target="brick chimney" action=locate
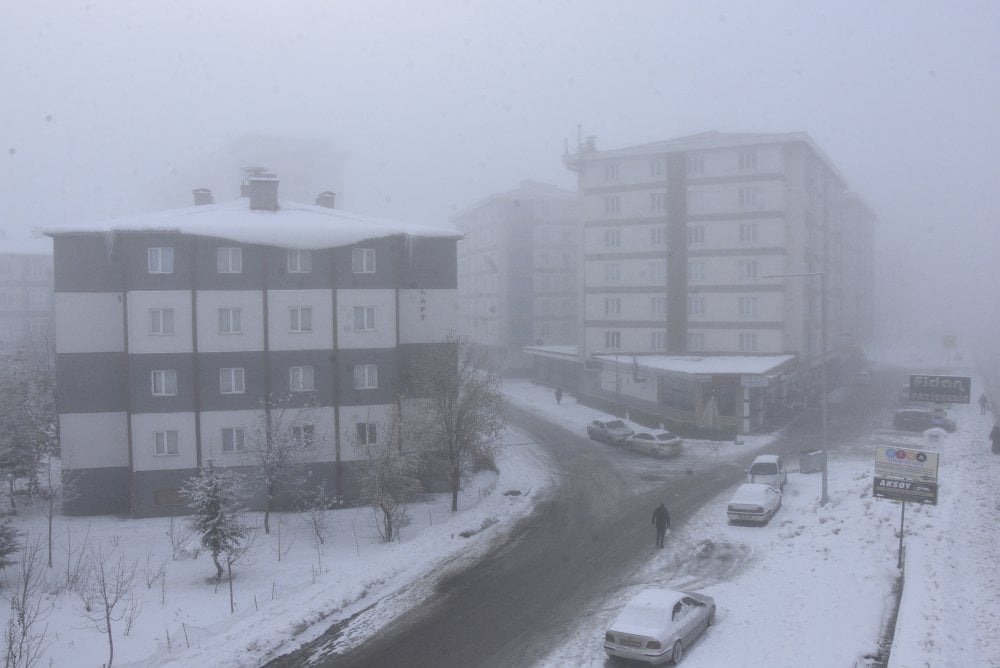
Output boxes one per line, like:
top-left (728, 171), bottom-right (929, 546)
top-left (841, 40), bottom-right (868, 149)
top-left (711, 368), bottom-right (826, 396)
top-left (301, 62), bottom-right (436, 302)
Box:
top-left (315, 191), bottom-right (336, 208)
top-left (192, 188), bottom-right (214, 206)
top-left (247, 174), bottom-right (279, 211)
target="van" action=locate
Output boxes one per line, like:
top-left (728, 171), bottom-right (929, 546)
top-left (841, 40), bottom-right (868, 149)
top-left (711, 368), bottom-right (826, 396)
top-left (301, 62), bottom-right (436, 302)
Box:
top-left (746, 454), bottom-right (787, 491)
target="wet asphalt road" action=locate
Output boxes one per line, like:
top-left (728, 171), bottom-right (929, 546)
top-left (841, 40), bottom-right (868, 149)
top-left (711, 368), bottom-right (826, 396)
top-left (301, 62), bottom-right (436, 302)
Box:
top-left (265, 373), bottom-right (894, 668)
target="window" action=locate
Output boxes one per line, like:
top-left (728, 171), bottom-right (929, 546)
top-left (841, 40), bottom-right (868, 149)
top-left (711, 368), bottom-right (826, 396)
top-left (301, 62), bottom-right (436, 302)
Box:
top-left (688, 332), bottom-right (705, 351)
top-left (739, 333), bottom-right (758, 352)
top-left (287, 249), bottom-right (312, 273)
top-left (352, 248), bottom-right (376, 273)
top-left (148, 247), bottom-right (174, 274)
top-left (154, 489), bottom-right (183, 506)
top-left (356, 422), bottom-right (377, 446)
top-left (650, 158), bottom-right (665, 177)
top-left (149, 308), bottom-right (175, 335)
top-left (220, 367), bottom-right (245, 394)
top-left (651, 332), bottom-right (667, 350)
top-left (290, 306), bottom-right (312, 332)
top-left (603, 195), bottom-right (621, 215)
top-left (688, 296), bottom-right (705, 316)
top-left (604, 263), bottom-right (620, 282)
top-left (604, 297), bottom-right (621, 316)
top-left (651, 296), bottom-right (667, 316)
top-left (290, 366), bottom-right (315, 392)
top-left (687, 154), bottom-right (704, 175)
top-left (354, 364), bottom-right (378, 389)
top-left (651, 262), bottom-right (667, 283)
top-left (650, 227), bottom-right (666, 245)
top-left (738, 150), bottom-right (757, 171)
top-left (218, 308), bottom-right (242, 334)
top-left (687, 261), bottom-right (705, 281)
top-left (604, 162), bottom-right (620, 181)
top-left (739, 222), bottom-right (759, 244)
top-left (687, 225), bottom-right (705, 245)
top-left (151, 370), bottom-right (177, 396)
top-left (353, 306), bottom-right (376, 331)
top-left (154, 430), bottom-right (178, 456)
top-left (739, 296), bottom-right (758, 318)
top-left (0, 292), bottom-right (11, 308)
top-left (603, 229), bottom-right (620, 248)
top-left (739, 259), bottom-right (759, 280)
top-left (604, 331), bottom-right (620, 350)
top-left (222, 427), bottom-right (245, 453)
top-left (649, 192), bottom-right (666, 212)
top-left (292, 424), bottom-right (315, 447)
top-left (216, 247), bottom-right (242, 274)
top-left (739, 187), bottom-right (759, 208)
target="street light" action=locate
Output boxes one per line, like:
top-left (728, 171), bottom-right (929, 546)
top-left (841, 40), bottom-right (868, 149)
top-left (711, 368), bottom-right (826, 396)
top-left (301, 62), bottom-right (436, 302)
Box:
top-left (764, 271), bottom-right (828, 505)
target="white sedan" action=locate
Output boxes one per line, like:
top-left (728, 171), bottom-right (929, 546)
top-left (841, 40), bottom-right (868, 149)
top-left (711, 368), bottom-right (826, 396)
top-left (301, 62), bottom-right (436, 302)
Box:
top-left (625, 431), bottom-right (683, 458)
top-left (727, 482), bottom-right (782, 525)
top-left (604, 588), bottom-right (716, 664)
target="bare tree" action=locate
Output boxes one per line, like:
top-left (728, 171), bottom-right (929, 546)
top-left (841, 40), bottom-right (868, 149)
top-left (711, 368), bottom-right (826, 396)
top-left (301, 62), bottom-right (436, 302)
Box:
top-left (409, 338), bottom-right (505, 512)
top-left (79, 542), bottom-right (138, 668)
top-left (242, 394), bottom-right (319, 535)
top-left (3, 535), bottom-right (51, 668)
top-left (37, 454), bottom-right (79, 568)
top-left (355, 408), bottom-right (422, 542)
top-left (181, 462), bottom-right (250, 582)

[Problem description]: Where does the word "target" appear in the listing above? Copy every line that holds it.

[Result]:
target="brick chimney" action=locate
target="van" action=locate
target="wet asphalt road" action=locate
target="window" action=locate
target="street light" action=locate
target="white sedan" action=locate
target="bare tree" action=locate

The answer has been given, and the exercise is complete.